_WORK TO COMPLETE_
Starting with the line that contains "hoof in the picture above?" and continuing through the last line of the records below, write out those lines as a numbered list, omitting any blank lines.

_SUPPLIED MATERIAL_
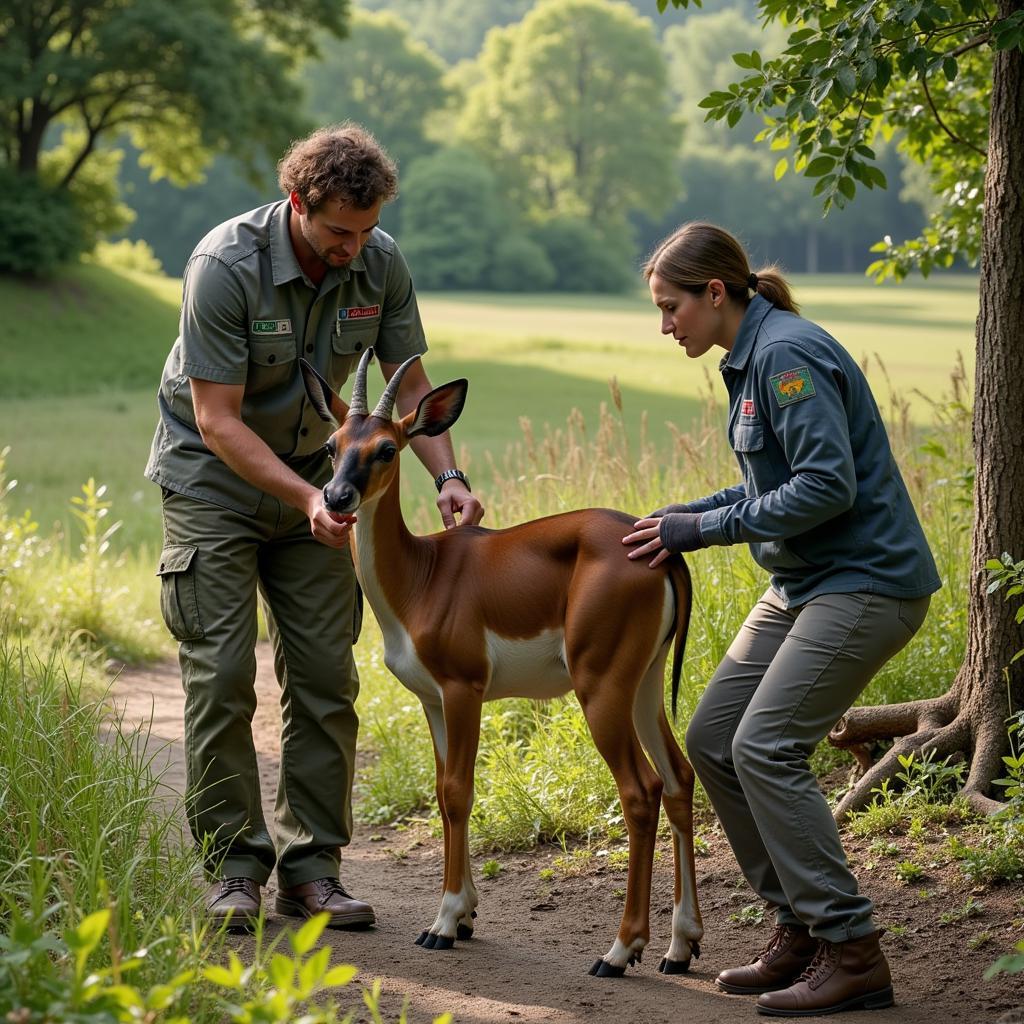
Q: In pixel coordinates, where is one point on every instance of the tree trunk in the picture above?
(971, 717)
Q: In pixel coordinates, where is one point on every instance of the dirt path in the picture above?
(536, 939)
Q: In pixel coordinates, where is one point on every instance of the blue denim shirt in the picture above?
(822, 504)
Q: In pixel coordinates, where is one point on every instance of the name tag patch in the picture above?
(792, 385)
(358, 312)
(271, 327)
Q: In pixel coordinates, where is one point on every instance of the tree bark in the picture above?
(971, 717)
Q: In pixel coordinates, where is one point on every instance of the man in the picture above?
(239, 453)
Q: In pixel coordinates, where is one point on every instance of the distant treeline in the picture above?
(548, 145)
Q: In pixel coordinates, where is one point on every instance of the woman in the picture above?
(826, 513)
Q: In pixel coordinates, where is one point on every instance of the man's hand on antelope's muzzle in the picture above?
(457, 499)
(329, 527)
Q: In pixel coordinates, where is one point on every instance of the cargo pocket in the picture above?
(348, 342)
(178, 597)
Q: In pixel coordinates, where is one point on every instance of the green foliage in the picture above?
(382, 78)
(582, 259)
(553, 98)
(88, 73)
(855, 73)
(908, 871)
(452, 218)
(44, 590)
(137, 256)
(30, 242)
(751, 914)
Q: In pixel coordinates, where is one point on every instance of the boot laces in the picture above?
(821, 967)
(228, 886)
(327, 888)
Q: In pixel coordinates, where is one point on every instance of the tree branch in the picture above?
(942, 124)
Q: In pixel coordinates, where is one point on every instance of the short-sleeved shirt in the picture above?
(248, 313)
(822, 503)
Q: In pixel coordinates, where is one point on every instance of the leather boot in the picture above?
(851, 975)
(790, 950)
(233, 901)
(325, 895)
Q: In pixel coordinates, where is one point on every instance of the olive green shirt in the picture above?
(248, 313)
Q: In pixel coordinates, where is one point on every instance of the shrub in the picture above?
(40, 227)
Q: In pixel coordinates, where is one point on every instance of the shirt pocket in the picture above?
(271, 361)
(178, 594)
(348, 341)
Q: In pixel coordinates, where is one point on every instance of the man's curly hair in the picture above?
(342, 162)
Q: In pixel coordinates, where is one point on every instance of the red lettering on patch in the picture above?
(358, 312)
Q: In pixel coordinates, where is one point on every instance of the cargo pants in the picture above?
(213, 563)
(786, 679)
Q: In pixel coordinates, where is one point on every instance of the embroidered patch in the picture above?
(271, 327)
(358, 312)
(792, 385)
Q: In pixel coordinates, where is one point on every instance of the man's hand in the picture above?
(329, 527)
(456, 499)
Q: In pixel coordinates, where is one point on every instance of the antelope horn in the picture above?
(358, 402)
(386, 406)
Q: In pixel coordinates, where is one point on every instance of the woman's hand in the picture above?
(663, 536)
(647, 534)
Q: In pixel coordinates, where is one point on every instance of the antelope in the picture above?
(536, 610)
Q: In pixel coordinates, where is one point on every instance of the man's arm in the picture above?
(218, 416)
(436, 454)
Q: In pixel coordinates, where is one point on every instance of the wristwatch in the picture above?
(452, 474)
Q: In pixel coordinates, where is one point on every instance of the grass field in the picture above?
(82, 355)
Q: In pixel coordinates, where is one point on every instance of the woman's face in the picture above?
(694, 321)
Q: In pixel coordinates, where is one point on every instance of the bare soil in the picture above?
(536, 939)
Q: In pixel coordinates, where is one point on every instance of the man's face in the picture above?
(336, 232)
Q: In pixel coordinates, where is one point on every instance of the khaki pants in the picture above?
(213, 563)
(787, 678)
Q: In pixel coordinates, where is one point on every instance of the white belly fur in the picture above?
(532, 667)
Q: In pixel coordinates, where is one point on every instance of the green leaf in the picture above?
(819, 166)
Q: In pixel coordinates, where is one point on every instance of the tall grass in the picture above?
(539, 776)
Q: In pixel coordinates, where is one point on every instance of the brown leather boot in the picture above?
(790, 950)
(325, 895)
(235, 901)
(850, 975)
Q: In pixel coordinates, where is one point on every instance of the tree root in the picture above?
(936, 724)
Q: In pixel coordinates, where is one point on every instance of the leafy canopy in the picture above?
(854, 72)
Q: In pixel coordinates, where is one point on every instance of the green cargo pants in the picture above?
(213, 563)
(787, 678)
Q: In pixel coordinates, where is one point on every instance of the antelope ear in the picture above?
(437, 411)
(323, 396)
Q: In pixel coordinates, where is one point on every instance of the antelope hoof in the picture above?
(602, 969)
(674, 967)
(430, 941)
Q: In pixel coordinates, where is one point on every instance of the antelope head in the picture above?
(364, 450)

_ANSWER IN FULL_
1. Q: In pixel coordinates, where is one point on every instance of the antelope hoof in the picture above?
2. (602, 969)
3. (674, 967)
4. (430, 941)
5. Q: In pixel coordinates, where is one point on every instance of the antelope head in the picture above?
6. (364, 450)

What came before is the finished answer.